SUPPLIED PASSAGE:
● ● ● ● ● ● ●
Use Dex Cool in GM car or switch to universal during changeout?

I have heard all the horror stories about Dex Cool. Anyway, I have been helping a friend and neighbor with some of her vehicles. Her husband had been taking care of the maintenance but due to health problems, let many things go, thinking they had been done. This included oil and coolant changes on some of their vehicles. The coolant in one looked like rusty coffee.

One is a 2001 Cadillac Deville with the 4.6 Northstar engine. It states to use Dex Cool only on the cap. The coolant in the reservoir doesn’t look nasty but no one has any clue when it was last done so we consider it time to be done. We have a bottle of flush and some “Universal” long life coolant on hand. This coolant is the AutoZone brand and states that it can be mixed with any color of antifreeze. I have used this in vehicles using the green coolant but never Dex Cool. Can this car be flushed and changed to this coolant or should we stick with the standard Dex Cool?

I owned a 2006 Chevrolet Uplander which, on the recommendation of my independent garage, had the radiator flushed and the Dex Cool replaced with universal coolant. That was three years ago in 2010. My son now owns the Uplander and there has been no problem with the universal coolant.

When possible always get rid of the Dexcool and use one of the universal antifreezes.


The Dex Cool would be gone if the vehicle was mine. For what it’s worth, the 96 Camaro that my oldest son owns uses Dex Cool and that car went through 3 water pumps (counting the original) in about 4 or 5 years time not to mention the sludging problems.

On the last pump replacement I flushed it out, replaced with green, and never a problem since.
That’s going on 8 years now…

I would never own a vehicle with Dex-Cool flowing through it’s engine. I always flush it out and replace it with the tried and true green stuff. Never had a problem in all the years I have done it.
● ● ● ● ● ● ●
EXERCISE DIRECTIONS:
Resume the Dex Cool discussion from its last reply, keeping the same forum voice.

Collected data entries
● ● ● ● ● ● ●
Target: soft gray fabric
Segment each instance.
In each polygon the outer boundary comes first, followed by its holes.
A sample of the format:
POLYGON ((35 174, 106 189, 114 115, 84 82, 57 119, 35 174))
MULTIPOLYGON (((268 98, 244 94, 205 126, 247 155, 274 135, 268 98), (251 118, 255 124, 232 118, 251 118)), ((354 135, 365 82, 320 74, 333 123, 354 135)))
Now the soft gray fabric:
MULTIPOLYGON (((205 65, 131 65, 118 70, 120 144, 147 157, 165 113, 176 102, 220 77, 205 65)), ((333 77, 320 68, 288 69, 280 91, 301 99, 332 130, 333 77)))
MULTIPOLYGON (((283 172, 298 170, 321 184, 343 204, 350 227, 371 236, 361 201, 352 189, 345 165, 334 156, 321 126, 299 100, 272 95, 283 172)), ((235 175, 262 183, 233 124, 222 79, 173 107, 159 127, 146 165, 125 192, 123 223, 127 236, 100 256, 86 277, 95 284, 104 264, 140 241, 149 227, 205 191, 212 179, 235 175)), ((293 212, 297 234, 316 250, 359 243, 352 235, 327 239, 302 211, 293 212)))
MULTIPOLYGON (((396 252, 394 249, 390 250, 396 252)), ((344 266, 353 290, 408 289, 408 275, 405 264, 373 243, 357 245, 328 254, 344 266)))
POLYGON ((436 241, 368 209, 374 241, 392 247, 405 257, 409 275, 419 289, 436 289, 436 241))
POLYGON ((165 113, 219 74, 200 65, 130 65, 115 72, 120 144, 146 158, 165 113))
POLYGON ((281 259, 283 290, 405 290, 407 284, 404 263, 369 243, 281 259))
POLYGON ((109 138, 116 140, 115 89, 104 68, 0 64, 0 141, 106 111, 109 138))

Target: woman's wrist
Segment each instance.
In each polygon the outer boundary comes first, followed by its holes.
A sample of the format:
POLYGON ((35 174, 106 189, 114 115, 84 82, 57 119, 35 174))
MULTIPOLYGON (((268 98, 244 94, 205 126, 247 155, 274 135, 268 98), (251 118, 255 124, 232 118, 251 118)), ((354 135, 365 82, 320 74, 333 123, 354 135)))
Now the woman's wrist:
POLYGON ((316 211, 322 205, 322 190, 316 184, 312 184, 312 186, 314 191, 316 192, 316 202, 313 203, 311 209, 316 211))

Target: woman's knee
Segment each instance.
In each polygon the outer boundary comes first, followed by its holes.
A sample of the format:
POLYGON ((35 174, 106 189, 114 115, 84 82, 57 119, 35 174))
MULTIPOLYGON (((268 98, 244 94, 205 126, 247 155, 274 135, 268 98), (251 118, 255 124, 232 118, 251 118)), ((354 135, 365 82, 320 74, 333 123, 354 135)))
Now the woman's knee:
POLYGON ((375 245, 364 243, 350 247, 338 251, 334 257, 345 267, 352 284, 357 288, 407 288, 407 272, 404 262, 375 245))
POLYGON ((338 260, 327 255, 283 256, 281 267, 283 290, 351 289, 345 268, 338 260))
● ● ● ● ● ● ●
THE RESULT:
It doesn’t matter, but since you already have the universal, I would use it. DO NOT USE THE FLUSH chemical. Drain both the block and the radiator and then just refill with the new coolant with a mix of 2:1 antifreeze to distilled water. It will be good for another 5 years or so.

Another question… I personally own a 2000 Chevy S-10 pickup with the 4.3L. The factory fill was Dex-Cool so I always flushed and refill with it. I am still about 3 years out from my next scheduled change and that will be due to time and not mileage. Should I go ahead and change now or just not worry until the time comes and then change?

There is nothing wrong with Dexcool.

I know others diagree but I have Dex. I was concerned about it but two dealers and an independant said not to be concerned anymore. As long as it does not turn brown and there are no air leaks in the system. I have to admit I’m a little more concerned about doing work on the system myself, but so far no problems in almost four years. Use the Dex stuff though not the universal and not the flush and if its that old it needs to be changed.

So the flush is bad, even if the system hasn’t been too neglected. The Dex-Cool doesn’t look brown or broken down but we are trying to slowly do things that are overdue/neglected or the status is unknown. The timing and mileage of the last change is simply unknown in this case.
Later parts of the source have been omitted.